[Raw data Boundary: Start]

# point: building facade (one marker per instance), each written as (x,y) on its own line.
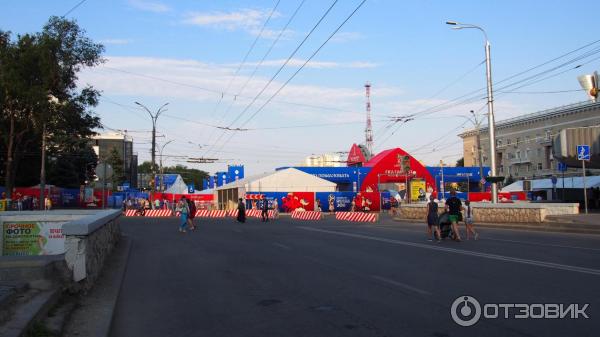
(104,144)
(524,144)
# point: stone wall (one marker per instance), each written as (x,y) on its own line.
(509,215)
(499,213)
(88,244)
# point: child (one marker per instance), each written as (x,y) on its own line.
(469,221)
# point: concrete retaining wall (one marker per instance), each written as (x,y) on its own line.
(90,236)
(519,212)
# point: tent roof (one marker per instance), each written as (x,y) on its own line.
(290,179)
(546,184)
(242,182)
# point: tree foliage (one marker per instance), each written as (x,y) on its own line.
(33,68)
(460,162)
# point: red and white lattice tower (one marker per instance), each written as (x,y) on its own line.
(369,128)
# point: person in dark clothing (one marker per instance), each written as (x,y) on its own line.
(454,208)
(241,211)
(433,226)
(192,214)
(265,211)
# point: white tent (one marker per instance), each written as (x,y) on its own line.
(546,184)
(288,180)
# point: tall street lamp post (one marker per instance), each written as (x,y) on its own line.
(154,117)
(490,104)
(162,174)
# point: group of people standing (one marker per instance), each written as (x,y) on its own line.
(454,209)
(187,211)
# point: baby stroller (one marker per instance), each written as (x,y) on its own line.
(445,225)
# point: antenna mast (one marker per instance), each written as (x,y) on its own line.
(369,128)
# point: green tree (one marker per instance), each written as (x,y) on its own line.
(33,67)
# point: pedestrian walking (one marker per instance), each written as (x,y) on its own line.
(265,210)
(184,211)
(454,208)
(433,225)
(331,201)
(469,221)
(275,209)
(192,214)
(241,211)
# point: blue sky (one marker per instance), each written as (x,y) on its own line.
(187,52)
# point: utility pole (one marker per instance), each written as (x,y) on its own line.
(154,117)
(477,123)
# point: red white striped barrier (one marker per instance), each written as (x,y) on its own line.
(149,212)
(157,212)
(253,213)
(357,216)
(202,213)
(308,215)
(130,212)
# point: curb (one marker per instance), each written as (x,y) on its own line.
(25,314)
(100,303)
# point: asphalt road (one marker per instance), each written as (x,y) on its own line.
(331,278)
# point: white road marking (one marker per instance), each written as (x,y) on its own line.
(282,246)
(401,285)
(541,244)
(551,265)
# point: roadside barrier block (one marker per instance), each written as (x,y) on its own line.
(307,215)
(357,216)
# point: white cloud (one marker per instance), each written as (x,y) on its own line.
(150,6)
(248,20)
(115,41)
(315,64)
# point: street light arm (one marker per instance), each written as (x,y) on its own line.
(145,108)
(459,25)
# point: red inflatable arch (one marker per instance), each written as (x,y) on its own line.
(385,167)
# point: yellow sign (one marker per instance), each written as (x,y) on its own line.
(417,190)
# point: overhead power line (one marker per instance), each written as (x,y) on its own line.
(302,66)
(73,8)
(278,70)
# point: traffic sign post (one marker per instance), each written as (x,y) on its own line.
(583,154)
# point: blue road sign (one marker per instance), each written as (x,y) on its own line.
(583,152)
(562,167)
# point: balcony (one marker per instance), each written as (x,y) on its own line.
(520,161)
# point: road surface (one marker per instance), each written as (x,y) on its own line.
(332,278)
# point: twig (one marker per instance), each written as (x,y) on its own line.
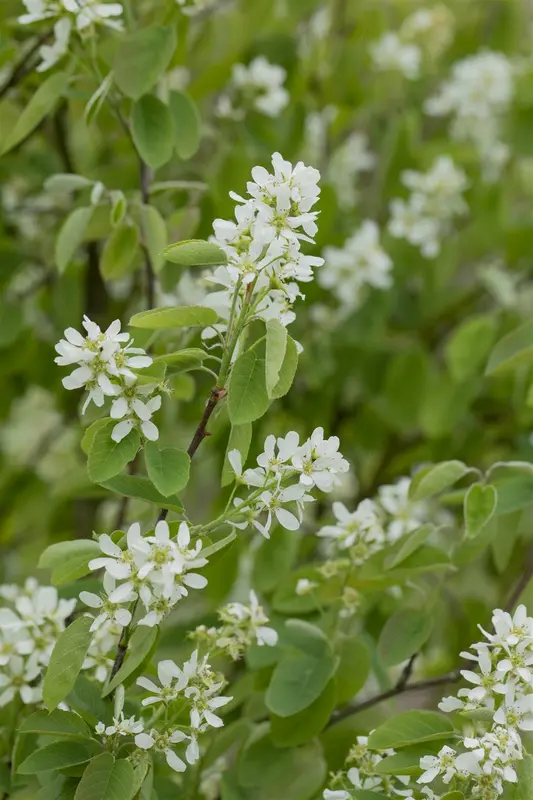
(23,65)
(149,268)
(400,688)
(201,431)
(526,576)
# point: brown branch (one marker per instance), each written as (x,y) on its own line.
(400,688)
(24,65)
(201,431)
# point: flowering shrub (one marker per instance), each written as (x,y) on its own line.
(301,232)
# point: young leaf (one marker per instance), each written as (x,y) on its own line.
(168,469)
(68,560)
(141,58)
(106,779)
(151,130)
(142,489)
(435,478)
(139,648)
(479,507)
(171,317)
(185,124)
(276,345)
(41,104)
(155,235)
(514,349)
(71,235)
(58,755)
(106,457)
(195,253)
(247,395)
(410,727)
(403,635)
(66,661)
(62,724)
(287,371)
(239,439)
(119,251)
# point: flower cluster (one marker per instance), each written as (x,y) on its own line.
(426,32)
(194,684)
(260,86)
(241,627)
(362,775)
(31,621)
(502,691)
(435,199)
(156,570)
(83,15)
(477,95)
(286,472)
(359,263)
(106,363)
(265,262)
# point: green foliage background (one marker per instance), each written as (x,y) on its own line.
(402,381)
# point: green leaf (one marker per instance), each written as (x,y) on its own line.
(407,761)
(300,677)
(171,317)
(58,755)
(304,726)
(469,346)
(119,251)
(354,668)
(239,439)
(408,545)
(68,560)
(168,469)
(276,345)
(66,661)
(141,58)
(403,635)
(479,507)
(106,779)
(71,236)
(433,479)
(139,648)
(287,371)
(514,349)
(142,489)
(185,124)
(151,130)
(90,433)
(195,253)
(183,360)
(41,104)
(106,457)
(58,723)
(410,727)
(155,235)
(247,395)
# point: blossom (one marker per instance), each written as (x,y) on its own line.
(436,198)
(259,85)
(360,262)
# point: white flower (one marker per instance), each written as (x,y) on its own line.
(441,764)
(51,54)
(360,262)
(109,606)
(171,680)
(163,742)
(390,53)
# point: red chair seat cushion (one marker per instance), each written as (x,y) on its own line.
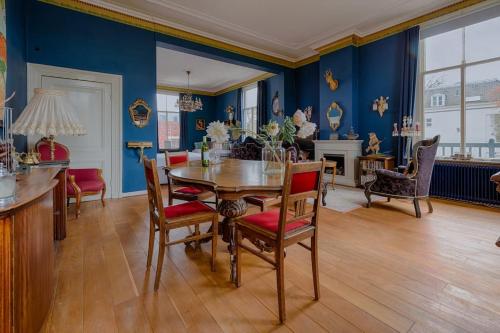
(187,208)
(189,190)
(269,221)
(87,186)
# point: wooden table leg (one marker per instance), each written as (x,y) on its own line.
(231,209)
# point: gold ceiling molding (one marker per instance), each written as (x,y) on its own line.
(219,92)
(184,90)
(112,15)
(356,40)
(353,39)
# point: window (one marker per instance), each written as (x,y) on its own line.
(249,110)
(169,128)
(460,89)
(438,100)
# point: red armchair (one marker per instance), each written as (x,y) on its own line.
(85,182)
(80,182)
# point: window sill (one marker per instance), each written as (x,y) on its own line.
(473,161)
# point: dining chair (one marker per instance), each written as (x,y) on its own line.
(185,193)
(262,201)
(163,219)
(274,230)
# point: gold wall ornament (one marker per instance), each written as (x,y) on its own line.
(140,146)
(332,83)
(334,116)
(140,112)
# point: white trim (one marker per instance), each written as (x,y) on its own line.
(35,73)
(132,194)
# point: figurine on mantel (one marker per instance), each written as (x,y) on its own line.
(373,144)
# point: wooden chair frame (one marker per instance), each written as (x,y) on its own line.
(172,194)
(159,223)
(79,194)
(277,242)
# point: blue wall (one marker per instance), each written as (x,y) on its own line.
(65,38)
(344,65)
(307,88)
(364,74)
(16,61)
(60,37)
(208,114)
(222,101)
(380,67)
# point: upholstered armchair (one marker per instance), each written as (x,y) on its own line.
(413,184)
(79,182)
(85,182)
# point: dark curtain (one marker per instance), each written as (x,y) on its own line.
(261,104)
(408,87)
(184,140)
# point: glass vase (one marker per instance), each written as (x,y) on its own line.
(273,158)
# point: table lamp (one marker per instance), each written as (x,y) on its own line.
(48,114)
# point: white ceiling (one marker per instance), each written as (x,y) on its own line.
(206,74)
(289,29)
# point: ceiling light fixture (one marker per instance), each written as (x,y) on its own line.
(186,102)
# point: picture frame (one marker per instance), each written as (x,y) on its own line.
(200,124)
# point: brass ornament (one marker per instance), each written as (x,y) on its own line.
(332,83)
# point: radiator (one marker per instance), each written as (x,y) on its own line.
(465,182)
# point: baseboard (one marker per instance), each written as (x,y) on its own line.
(132,194)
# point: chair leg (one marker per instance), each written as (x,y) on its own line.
(429,205)
(102,196)
(417,207)
(314,262)
(368,198)
(215,233)
(78,200)
(238,258)
(280,277)
(161,254)
(151,243)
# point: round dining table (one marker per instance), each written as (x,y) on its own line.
(231,180)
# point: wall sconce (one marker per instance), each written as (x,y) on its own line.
(141,145)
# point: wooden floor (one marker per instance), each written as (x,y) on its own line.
(381,270)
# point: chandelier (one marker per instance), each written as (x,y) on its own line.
(187,103)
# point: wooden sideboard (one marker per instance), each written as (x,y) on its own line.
(28,228)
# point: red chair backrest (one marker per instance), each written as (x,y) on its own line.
(61,152)
(156,212)
(302,181)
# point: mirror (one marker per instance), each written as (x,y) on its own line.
(140,112)
(334,115)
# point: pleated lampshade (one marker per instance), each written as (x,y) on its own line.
(48,114)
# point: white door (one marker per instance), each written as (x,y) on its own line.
(92,100)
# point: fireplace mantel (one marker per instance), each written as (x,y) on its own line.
(346,150)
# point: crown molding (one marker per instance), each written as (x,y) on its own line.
(155,26)
(218,92)
(159,26)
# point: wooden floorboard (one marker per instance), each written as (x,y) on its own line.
(381,270)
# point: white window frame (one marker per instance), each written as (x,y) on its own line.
(171,93)
(251,109)
(463,68)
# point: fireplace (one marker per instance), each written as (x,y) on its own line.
(345,153)
(339,158)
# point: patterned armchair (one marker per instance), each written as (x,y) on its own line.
(413,184)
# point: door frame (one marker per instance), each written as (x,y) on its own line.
(35,73)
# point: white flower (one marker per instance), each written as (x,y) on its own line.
(306,130)
(299,118)
(273,128)
(217,132)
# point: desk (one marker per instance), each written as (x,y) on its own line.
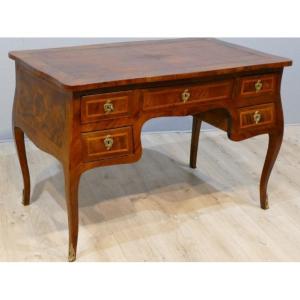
(87,105)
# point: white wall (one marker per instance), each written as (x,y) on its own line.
(287,47)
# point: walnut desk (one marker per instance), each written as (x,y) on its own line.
(87,105)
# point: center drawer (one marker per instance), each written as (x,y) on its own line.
(170,96)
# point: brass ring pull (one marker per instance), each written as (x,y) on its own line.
(257,117)
(108,142)
(258,86)
(185,96)
(108,107)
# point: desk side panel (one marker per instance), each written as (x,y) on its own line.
(42,111)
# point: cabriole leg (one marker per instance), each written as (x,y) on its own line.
(195,140)
(20,146)
(71,189)
(275,140)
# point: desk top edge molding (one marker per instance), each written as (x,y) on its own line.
(30,61)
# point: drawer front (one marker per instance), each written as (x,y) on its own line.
(170,96)
(258,85)
(105,106)
(258,115)
(107,144)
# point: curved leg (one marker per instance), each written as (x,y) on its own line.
(275,140)
(71,188)
(20,146)
(195,140)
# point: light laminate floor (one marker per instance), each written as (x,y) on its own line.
(159,209)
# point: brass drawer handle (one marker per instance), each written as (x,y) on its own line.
(257,117)
(185,96)
(258,86)
(108,107)
(108,142)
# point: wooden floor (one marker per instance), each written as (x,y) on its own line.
(159,209)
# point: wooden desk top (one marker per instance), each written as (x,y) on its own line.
(108,65)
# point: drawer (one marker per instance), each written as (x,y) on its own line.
(255,116)
(258,85)
(105,106)
(170,96)
(113,143)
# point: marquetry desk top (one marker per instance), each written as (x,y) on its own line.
(87,105)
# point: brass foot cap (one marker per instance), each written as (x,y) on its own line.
(72,254)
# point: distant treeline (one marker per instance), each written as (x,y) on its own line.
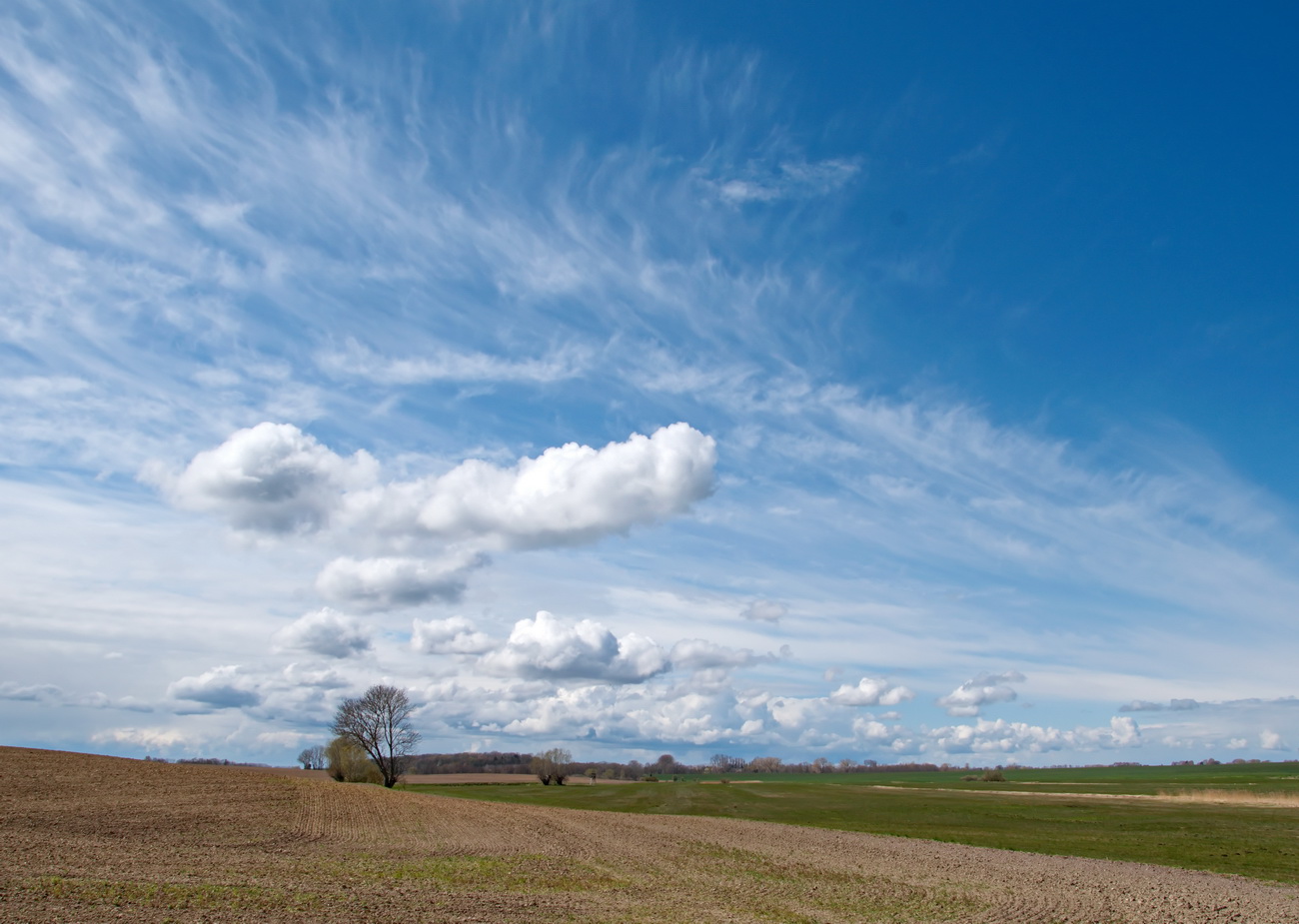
(488,762)
(215,760)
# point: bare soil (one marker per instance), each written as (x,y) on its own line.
(95,838)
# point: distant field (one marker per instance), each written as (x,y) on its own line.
(1144,814)
(94,840)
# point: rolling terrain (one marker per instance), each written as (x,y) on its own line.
(96,838)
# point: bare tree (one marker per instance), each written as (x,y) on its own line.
(553,766)
(346,762)
(378,721)
(312,758)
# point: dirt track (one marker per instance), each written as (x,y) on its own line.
(94,838)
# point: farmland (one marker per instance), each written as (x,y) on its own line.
(1233,819)
(95,838)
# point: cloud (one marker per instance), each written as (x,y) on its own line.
(1008,737)
(696,654)
(765,611)
(221,688)
(870,692)
(1146,706)
(790,179)
(390,582)
(966,698)
(33,693)
(326,632)
(568,494)
(449,636)
(272,479)
(278,480)
(449,365)
(547,647)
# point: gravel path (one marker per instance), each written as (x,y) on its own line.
(94,838)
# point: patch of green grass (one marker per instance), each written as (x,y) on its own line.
(460,872)
(1232,838)
(793,890)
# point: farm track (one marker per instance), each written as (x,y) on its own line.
(95,838)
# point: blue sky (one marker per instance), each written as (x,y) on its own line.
(894,382)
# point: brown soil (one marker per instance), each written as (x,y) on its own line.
(95,838)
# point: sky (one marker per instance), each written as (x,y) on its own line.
(895,382)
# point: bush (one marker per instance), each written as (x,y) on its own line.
(349,763)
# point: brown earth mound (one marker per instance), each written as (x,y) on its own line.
(95,838)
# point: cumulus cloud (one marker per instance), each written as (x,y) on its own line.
(765,611)
(568,494)
(870,692)
(791,179)
(31,693)
(157,738)
(432,532)
(970,695)
(272,477)
(389,582)
(1146,706)
(326,632)
(696,654)
(449,636)
(221,688)
(1269,740)
(547,647)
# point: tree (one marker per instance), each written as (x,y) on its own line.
(378,721)
(553,766)
(346,762)
(312,758)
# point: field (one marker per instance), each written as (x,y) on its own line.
(1233,819)
(94,838)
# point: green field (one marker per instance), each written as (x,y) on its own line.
(1233,838)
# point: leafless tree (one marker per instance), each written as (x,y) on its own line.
(553,766)
(378,721)
(346,762)
(312,758)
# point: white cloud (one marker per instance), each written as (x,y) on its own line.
(271,477)
(30,693)
(870,692)
(155,738)
(696,654)
(390,582)
(972,694)
(274,479)
(765,611)
(221,688)
(568,494)
(547,647)
(449,636)
(449,365)
(326,632)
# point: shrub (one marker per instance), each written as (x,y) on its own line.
(349,763)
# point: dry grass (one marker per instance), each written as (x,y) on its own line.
(1239,797)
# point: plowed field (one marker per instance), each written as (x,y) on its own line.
(95,838)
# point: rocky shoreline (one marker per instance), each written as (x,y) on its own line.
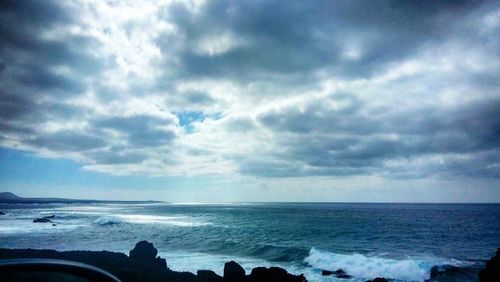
(143,264)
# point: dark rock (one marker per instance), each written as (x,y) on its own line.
(340,273)
(41,220)
(492,270)
(143,250)
(233,272)
(378,279)
(274,274)
(326,272)
(131,269)
(208,276)
(120,265)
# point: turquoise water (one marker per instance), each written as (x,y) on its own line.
(398,241)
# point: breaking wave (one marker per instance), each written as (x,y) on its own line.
(361,266)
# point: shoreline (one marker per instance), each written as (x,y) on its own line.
(143,264)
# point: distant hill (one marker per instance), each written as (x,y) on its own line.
(8,197)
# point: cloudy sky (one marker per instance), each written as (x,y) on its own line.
(393,101)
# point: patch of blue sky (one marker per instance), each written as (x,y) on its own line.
(186,119)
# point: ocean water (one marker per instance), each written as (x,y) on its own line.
(403,242)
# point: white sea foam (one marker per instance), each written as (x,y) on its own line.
(182,221)
(361,266)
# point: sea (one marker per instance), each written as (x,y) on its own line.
(402,242)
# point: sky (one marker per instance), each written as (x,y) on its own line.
(221,101)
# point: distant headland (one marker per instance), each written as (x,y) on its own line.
(8,197)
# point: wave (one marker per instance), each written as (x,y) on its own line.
(361,266)
(179,221)
(105,221)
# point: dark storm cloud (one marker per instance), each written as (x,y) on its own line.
(67,141)
(298,37)
(32,86)
(309,139)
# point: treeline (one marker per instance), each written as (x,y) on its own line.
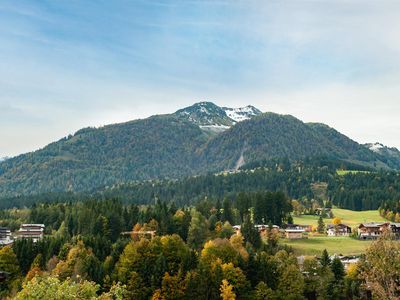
(355,191)
(365,191)
(195,254)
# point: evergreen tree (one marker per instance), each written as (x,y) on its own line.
(250,233)
(198,230)
(321,225)
(325,260)
(227,211)
(337,269)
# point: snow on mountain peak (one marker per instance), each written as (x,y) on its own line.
(376,147)
(209,116)
(241,113)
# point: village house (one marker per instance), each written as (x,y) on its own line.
(293,234)
(306,228)
(5,237)
(395,228)
(31,231)
(372,230)
(338,230)
(3,276)
(260,228)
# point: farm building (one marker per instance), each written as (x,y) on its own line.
(31,231)
(306,228)
(372,230)
(293,234)
(338,230)
(5,237)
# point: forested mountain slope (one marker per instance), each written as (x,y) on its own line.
(174,146)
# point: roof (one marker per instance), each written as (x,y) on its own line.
(340,225)
(373,224)
(294,230)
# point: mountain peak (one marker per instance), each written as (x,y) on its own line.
(210,116)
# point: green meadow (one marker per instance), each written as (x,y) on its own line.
(349,217)
(314,245)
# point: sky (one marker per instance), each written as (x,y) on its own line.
(65,65)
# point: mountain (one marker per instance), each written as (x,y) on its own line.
(242,113)
(390,155)
(272,135)
(174,146)
(213,118)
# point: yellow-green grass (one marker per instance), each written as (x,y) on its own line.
(334,245)
(349,217)
(345,172)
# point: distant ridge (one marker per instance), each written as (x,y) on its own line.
(195,140)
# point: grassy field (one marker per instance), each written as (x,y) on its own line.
(314,245)
(345,172)
(349,217)
(334,245)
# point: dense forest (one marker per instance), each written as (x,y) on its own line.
(307,181)
(173,147)
(195,254)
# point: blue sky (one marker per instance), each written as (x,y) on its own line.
(65,65)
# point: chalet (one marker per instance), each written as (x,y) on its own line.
(324,212)
(395,228)
(31,231)
(338,230)
(260,228)
(3,276)
(5,237)
(293,234)
(306,228)
(372,230)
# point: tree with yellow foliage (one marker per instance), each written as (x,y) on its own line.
(337,221)
(227,291)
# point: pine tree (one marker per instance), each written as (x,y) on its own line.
(321,225)
(337,269)
(250,233)
(325,260)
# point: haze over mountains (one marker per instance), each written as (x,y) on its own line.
(195,140)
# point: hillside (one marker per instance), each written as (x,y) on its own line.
(389,155)
(174,146)
(160,146)
(274,136)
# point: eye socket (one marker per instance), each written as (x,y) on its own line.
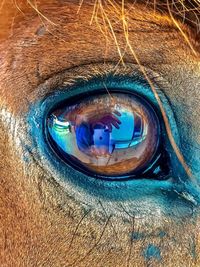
(110,135)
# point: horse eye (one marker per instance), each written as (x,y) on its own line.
(111,135)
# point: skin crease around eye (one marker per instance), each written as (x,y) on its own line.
(47,223)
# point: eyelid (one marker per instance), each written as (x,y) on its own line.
(74,86)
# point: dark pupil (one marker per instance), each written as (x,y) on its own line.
(109,136)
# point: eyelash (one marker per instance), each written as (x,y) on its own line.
(133,83)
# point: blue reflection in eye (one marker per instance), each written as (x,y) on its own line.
(108,135)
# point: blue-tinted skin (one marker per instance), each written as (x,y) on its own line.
(165,194)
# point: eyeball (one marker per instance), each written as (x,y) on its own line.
(110,135)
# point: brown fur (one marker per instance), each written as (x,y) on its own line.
(44,222)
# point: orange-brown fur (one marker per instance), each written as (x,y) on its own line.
(47,223)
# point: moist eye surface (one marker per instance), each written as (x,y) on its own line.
(108,134)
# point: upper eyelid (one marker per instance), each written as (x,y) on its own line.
(69,78)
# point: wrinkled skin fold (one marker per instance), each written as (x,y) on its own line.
(51,215)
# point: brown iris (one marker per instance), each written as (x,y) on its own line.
(110,135)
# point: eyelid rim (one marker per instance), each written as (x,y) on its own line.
(41,107)
(126,176)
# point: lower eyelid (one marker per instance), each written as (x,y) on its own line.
(41,108)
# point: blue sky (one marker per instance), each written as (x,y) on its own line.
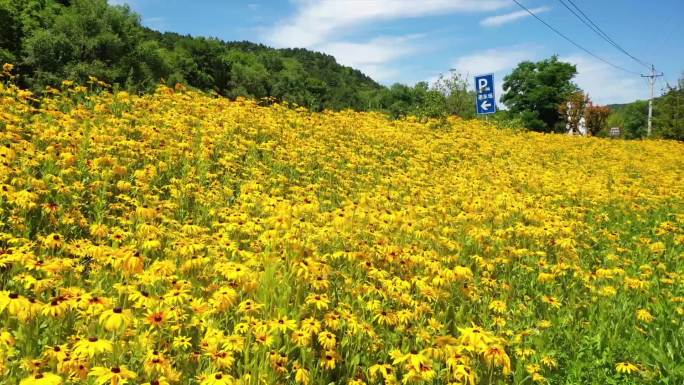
(414,40)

[Raw data Boundary: End]

Work order: Copy exactly the lines from the line containing "# point: blue reflection" through the last line of the records above, both included, and leave out any pictures.

Exercise response:
# point: blue reflection in eye (one marker per instance), each written as (x,y) on its own line.
(108,135)
# point: blue-tinted skin (one marker per instance), each written as (x,y) on its own line.
(165,194)
# point: eyeball (one marker per instance), each written as (x,y) on its own line.
(110,135)
# point: brown fur (one marker per instance), each written as (x,y) on its own line.
(44,222)
# point: orange-brown fur (one marker per instance), each written as (x,y) on its own line.
(47,223)
# point: moist eye surface (one marker per instance), each written as (x,y) on its own line.
(108,134)
# point: upper eyelid (one marker per instance), each written as (x,y) on its own line.
(69,78)
# point: wrinkled skin fold (one marker per instance), each written as (x,y) on its own line.
(51,215)
# point: brown iris (one marker per instance), each written as (x,y) on its own line.
(110,135)
# point: eyelid rim (one marker per instance), each written as (x,y) on its own line.
(41,107)
(126,176)
# point: lower eyelid (one marker per instance), each written as (x,y) on its own line.
(41,108)
# point: blue sky (one marker per instance), each written as (x,y) on its own line.
(414,40)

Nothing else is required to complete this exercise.